After a summer in the Cape Cod League, Florida second baseman Casey Turgeon didn’t waste time showing off his progress. The sophomore launched a two-run homer off roommate Aaron Rhodes that landed on the road behind right field in his second at bat of the day. He took an impressive round of batting practice before the scrimmage, too, and he looks a little stronger than he was as a freshman last year.
After playing mostly in left field last year, Justin Shafer played second base on Tuesday. He was a high school infielder and could play all over the field this season.
Vickash Ramjit had two at bats and hit the ball hard twice on a single to left field and a fly out to the right field warning track. Center fielder Tyler Thompson had two at bats but didn’t run either of them out. Thompson is still recovering after tearing his ACL in March, and the coaches will move slowly with the fifth-year senior.
Now to the newcomers.
Freshman catcher Kevin Stypulkowski is hard to miss. He has easy power in batting practice, and the ball jumps off his bat. He added an RBI single in the last inning of the scrimmage, and he should develop more power as he gets stronger in a college weight program. Despite his size, he looked good behind the plate and most believe he can stay there. However, Stypulkowski also worked at first base during the scrimmage.
Freshman shortstop Richie Martin is an impressive athlete. He has a good swing and can handle the bat, but the most impressive part was watching him in base running drills. He took his lead at second base and rounded third in stride to score, flashing his impressive speed. During the scrimmage, he almost beat out a routine ground ball to shortstop. He’s an immediate impact player.
Freshman outfielder Harrison Bader was committed to Maryland but decommitted late in the process when head coach Erik Bakich left to take the job at Michigan. Bader was a late addition to the Florida class, but he looks to be a good one. He hits the ball hard to the opposite field and has a broad chest. His swing reminded me of former Florida outfielder Bryson Smith.
Freshman corner infielder Brady Roberson will be a power bat. He was listed at 5-11 in high school, but the ball jumps at contact. Rhodes threw a well-located fastball on the outside part of the plate, and Roberson hit it to the right field warning track. The power is there and could earn him immediate playing time.
Johnny Magliozzi and Corey Stump were only two returning pitchers that threw on Tuesday.
Magliozzi struck out 25 hitters in 17.1 innings in the Cape Cod League this summer, and he showed the progress on Tuesday. His fastball was 90-91 mph, but he was more aggressive with it than he was as a freshman. He threw it well to both sides of the plate and got ahead of hitters—another issue he had last year.
He struck out Turgeon and freshman Christian Dicks to end his only inning of work, recording both with a changeup for strike three swinging. It was his best off-speed pitch when he got to campus, and that hasn’t changed. Magliozzi also changed his breaking ball. It was a 12-6 curveball last year, but he changed it this year to make it less loopy with a sharper break. He looks poised for a big sophomore year.

════════════════

PARTS OF THE EXERCISE →
1 > According to the scrimmage report, how fast was Johnny Magliozzi's fastball on Tuesday?
2 > From the scrimmage report, reproduce the passage that begins at "Freshman outfielder Harrison" and stops after "outfielder Bryson Smith.".
The lines after this point are separate material with no connection to the scrimmage report.

Dataset rows:
════════════════

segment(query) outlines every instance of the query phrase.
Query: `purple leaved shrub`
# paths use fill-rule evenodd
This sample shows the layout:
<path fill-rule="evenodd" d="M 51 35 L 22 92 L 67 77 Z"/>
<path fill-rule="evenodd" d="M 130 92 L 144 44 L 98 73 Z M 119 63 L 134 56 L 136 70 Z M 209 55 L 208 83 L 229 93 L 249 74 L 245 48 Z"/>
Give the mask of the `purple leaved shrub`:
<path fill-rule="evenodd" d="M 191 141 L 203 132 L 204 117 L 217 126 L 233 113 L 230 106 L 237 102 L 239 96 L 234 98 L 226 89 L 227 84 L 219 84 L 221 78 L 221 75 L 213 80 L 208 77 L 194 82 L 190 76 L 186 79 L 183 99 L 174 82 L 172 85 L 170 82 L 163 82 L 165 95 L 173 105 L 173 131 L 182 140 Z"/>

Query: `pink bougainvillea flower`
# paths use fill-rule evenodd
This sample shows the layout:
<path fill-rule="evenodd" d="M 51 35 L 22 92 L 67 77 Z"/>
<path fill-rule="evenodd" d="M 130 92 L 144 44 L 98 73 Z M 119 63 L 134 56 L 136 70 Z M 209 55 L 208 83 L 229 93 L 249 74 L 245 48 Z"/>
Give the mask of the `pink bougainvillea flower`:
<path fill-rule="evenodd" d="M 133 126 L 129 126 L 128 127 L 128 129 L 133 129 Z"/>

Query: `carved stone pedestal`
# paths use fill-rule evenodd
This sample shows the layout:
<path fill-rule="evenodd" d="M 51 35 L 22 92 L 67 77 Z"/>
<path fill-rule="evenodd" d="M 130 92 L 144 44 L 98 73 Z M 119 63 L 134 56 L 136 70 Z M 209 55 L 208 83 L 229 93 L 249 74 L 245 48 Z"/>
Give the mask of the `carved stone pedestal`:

════════════════

RESPONSES IN ORDER →
1 > 90-91 mph.

2 >
Freshman outfielder Harrison Bader was committed to Maryland but decommitted late in the process when head coach Erik Bakich left to take the job at Michigan. Bader was a late addition to the Florida class, but he looks to be a good one. He hits the ball hard to the opposite field and has a broad chest. His swing reminded me of former Florida outfielder Bryson Smith.